◆ Detalles de la tarea
Según el artículo, ¿qué dos dimensiones coexisten en la articulación contemporánea del tiempo?

◆ Artículo

Un zorro pasa por delante del 10 de Downing Street. Londres, 16 de junio
de 2018. Foto: Hannah McKay (REUTERS)
«¿Tan inconcebible nos resulta que el objetivo de la
vida sea sencillamente ver?»
John Gray (Perros
de paja. Reflexiones sobre los humanos y otros animales. Paidos, 2008)
«…la imposibilidad de establecer líneas fronterizas
inequívocas, de ningún modo niega las diferencias.»
«Frente a quienes se empeñan en construir un
pensamiento único, se trata de afirmar la voluntad de que la crítica avance a través del diálogo, convirtiendo la pluralidad en ocasión para que la
inteligencia no se detenga.»
Manuel Cruz (Ser sin tiempo. Herder,
2016)
Como suele ser generalmente (re)conocido por la mayoría de directivos, gestores y/o responsables en cualquier ámbito de actividad -también los sanitarios-, en
la articulación contemporánea del tiempo coexisten una dimensión «fría» (que se resiste al cambio) y una
dimensión «caliente» (orientada a la
continua innovación). Esta simultánea y contradictoria orientación conlleva
importantes dificultades añadidas en el diseño y elaboración de las posibles
alternativas que den respuesta a los retos y demandas a los que deben
enfrentarse cotidianamente.
De cómo la inmediatez aplasta la visión estratégica
Hace ya algunos años que Zygmunt Bauman nos explicaba,
advertía y anticipaba -a través de brillantes y acertadas metáforas-, cómo el tiempo líquido de la
(post)modernidad refleja con precisión el tránsito desde una sociedad “sólida”, estable, repetitiva y previsible, a una
“líquida”, flexible, voluble, inestable e insegura. Una situación en la que las
estructuras sociales ya no perduran el tiempo necesario para solidificarse y permanecer estables. Fugaces,
transitorias y volátiles, inservibles como marcos de referencia para la acción humana
y para las estrategias a largo plazo, cristalizan en una suerte de permanente
precariedad.
Pero esta era de dudas e incertidumbre en la que
(con)vivimos se debe también a otras transformaciones, entre las que Bauman identifica y señala la crisis
(separación) del poder y la política, el debilitamiento de los sistemas de
seguridad que protegían al individuo (lo que priva a la acción colectiva de
gran parte de su atractivo, socavando lo fundamental de la social),
o la renuncia al pensamiento y a la planificación a largo plazo. Finalmente, la
responsabilidad de aclarar las dudas derivadas de esta pérdida de referencias y
de esta ausencia de perspectivas recae sobre el propio individuo, abandonado a
sus propios miedos, desvinculado, víctima del cortoplacismo y de una
atomización del tiempo que lo sumerge en un inmediatismo ramplón y atemporal.
Como acertadamente señala Manuel Cruz (vid. ‘Ser sin tiempo. El ocaso de la temporalidad en el mundo contemporáneo’. Herder, 2016):
«Hemos perdido la experiencia de la duración, de la
demora, que ha sido sustituida por la sucesión ininterrumpida de intensidades
puntuales.»

◆ Filas mostradas
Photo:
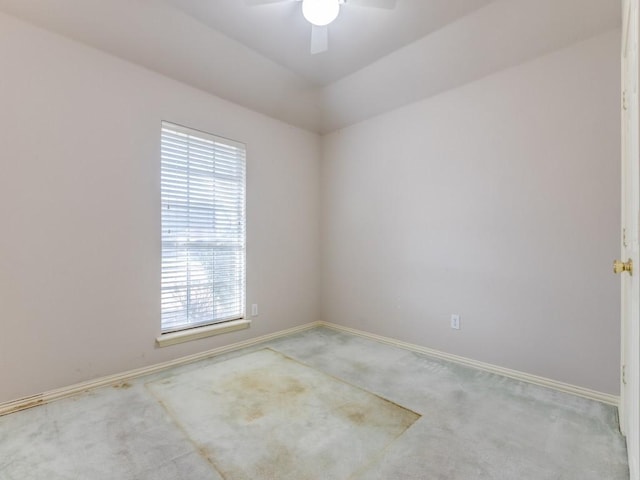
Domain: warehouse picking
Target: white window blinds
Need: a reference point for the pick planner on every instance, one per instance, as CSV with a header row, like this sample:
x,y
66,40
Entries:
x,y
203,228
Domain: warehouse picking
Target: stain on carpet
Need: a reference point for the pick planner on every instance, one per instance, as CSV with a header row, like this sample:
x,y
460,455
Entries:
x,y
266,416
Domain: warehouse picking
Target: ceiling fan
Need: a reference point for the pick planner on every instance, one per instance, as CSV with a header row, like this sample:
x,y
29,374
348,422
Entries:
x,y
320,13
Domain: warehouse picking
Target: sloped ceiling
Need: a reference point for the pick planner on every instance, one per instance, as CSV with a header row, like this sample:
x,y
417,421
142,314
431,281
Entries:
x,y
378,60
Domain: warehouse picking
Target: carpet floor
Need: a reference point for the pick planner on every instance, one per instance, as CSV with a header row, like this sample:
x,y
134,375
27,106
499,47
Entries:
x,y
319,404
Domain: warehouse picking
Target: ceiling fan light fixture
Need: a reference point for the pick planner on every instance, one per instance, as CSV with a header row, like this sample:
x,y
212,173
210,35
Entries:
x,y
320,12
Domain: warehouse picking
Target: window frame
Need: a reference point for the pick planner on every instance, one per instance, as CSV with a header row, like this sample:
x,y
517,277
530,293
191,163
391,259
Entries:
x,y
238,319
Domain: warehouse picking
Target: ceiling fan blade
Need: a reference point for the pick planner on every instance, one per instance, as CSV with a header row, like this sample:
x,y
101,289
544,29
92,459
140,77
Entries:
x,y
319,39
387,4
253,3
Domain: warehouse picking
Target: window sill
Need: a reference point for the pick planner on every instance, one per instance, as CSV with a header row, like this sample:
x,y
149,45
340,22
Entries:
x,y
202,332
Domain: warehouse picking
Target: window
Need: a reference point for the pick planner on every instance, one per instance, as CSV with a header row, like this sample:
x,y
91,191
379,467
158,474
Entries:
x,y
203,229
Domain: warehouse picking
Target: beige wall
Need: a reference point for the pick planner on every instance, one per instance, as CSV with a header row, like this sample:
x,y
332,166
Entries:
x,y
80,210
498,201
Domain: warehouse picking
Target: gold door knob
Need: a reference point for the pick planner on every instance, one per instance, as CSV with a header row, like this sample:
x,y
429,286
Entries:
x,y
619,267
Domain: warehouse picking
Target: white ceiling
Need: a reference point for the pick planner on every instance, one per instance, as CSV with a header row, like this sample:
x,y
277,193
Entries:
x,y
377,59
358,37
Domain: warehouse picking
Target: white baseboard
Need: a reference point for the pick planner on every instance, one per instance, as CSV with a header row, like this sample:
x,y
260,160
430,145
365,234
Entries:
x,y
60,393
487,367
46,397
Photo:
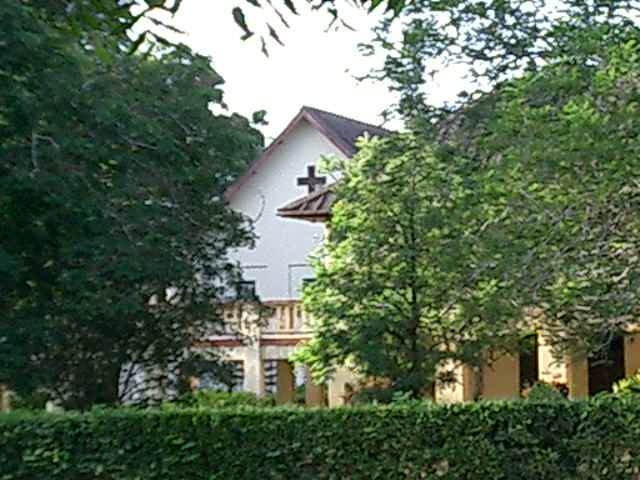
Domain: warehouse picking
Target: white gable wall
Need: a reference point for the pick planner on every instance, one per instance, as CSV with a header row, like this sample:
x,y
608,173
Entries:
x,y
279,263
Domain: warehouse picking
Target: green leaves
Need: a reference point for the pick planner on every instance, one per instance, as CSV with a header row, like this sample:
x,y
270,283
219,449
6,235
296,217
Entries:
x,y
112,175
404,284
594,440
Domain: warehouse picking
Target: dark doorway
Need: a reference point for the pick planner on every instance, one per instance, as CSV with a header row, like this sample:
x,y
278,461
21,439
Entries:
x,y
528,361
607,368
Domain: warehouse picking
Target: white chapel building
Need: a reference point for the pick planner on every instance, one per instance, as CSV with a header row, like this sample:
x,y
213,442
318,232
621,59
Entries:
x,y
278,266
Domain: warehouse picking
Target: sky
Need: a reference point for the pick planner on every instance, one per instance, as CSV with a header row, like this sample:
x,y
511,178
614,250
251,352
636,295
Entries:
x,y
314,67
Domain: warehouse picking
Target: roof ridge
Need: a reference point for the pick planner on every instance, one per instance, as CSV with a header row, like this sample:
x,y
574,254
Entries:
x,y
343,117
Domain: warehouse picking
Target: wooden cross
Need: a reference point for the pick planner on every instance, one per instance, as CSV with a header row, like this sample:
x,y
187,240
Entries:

◆ Respuesta esperada
Una dimensión «fría», que se resiste al cambio, y una dimensión «caliente», orientada a la continua innovación.